Selected extract
****************

CSS NOTES 2 : Positioning

CSS NOTES 1 : Basics, Properties and Units | CSS NOTES 2 : Positioning

Like the elements contained within it, the window has a width and height, as well as a top, bottom, left and right. You can think of the browser window as being the parent of all other elements.

Types of CSS Positioning(from your book)
Name How it works Example
Static Flows the content inline(one after the next), but position of element can't be touched. .stat {position: static; font: bold 28pt courier; color: #cccccc;}
Relative

Flows the content inline(one after the next), but allows you to move the element around relative to the elements natural position on the screen. The space the element occupied is preserved.

All relatively positioned elements in the window are positioned relative to the top-left corner of the area where they would have appeared if they had been left alone(also referred to as their normal place in the flow.

.rel {position: relative; top: 70px; left: 25px;}
Absolute

Element is placed independently of other elements on the screen in a specific position in the window (or the parent element if it is nested). The space the element occupied is collapsed. The element is now out of the normal flow.

All absolutely positioned elements in the window are positioned either directly (if not nested in another element) or indirectly (if nested in another element) relative to the origin of the live window area, which is the top-left corner of the display area in browser windows. This is called the initial containing block.

****************

Dataset
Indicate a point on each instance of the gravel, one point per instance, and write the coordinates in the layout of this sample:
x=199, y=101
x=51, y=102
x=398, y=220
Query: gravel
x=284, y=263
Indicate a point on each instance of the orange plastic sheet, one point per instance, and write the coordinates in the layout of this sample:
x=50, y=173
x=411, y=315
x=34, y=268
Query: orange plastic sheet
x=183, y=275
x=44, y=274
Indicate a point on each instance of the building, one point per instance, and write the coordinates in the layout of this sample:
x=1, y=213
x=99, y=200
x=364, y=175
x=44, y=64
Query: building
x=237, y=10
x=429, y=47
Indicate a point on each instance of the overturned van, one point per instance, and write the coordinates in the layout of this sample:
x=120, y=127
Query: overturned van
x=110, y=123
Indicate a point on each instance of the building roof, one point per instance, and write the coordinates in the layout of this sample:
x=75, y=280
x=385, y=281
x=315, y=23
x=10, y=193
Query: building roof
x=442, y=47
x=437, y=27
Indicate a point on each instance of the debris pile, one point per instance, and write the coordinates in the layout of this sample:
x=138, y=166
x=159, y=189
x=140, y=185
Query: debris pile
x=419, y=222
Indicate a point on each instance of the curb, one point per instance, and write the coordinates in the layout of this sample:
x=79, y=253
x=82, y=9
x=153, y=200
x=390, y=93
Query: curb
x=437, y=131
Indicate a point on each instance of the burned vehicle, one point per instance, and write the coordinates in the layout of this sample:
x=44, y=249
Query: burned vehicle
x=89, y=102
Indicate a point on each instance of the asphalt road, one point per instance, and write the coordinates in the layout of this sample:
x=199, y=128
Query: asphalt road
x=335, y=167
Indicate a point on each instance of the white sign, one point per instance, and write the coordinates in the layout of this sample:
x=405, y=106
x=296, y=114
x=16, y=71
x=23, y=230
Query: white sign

****************

Exercise requirements
**a)** Translate this sentence from the CSS positioning notes into Spanish: "You can think of the browser window as being the parent of all other elements."
**b)** Carry on the CSS positioning notes from the point where they stop.
The data is material separate from the CSS positioning notes.

Expected outputs
**a)** Puedes pensar en la ventana del navegador como el elemento padre de todos los demás elementos.

**b)**
An element with position:absolute contained within an element with position:relative will base its position on the edges of that parent element, not on the edges of the browser window. This is called positioning context.

The containing block for an absolutely positioned element is the nearest positioned ancestor element (that is, any element with a value for position other than static).

#abs {position: absolute; top: 25px; left: 375px; width: 100px;}
Fixed Works almost like absolute positioning. Element is placed independently of other elements on the screen in a specific position in the window. The difference is that when a page scrolls in the window, fixed elements stay in their initial positions relative to the viewport, and do not scroll. #fix {position: fixed; top: 10px; right: 5%; width: 125px;}

Go to W3C positioning info

W3C Positioning info (from W3C website)

9.3.1 Choosing a positioning scheme: 'position' property

The 'position' and 'float' properties determine which of the CSS2 positioning algorithms is used to calculate the position of a box.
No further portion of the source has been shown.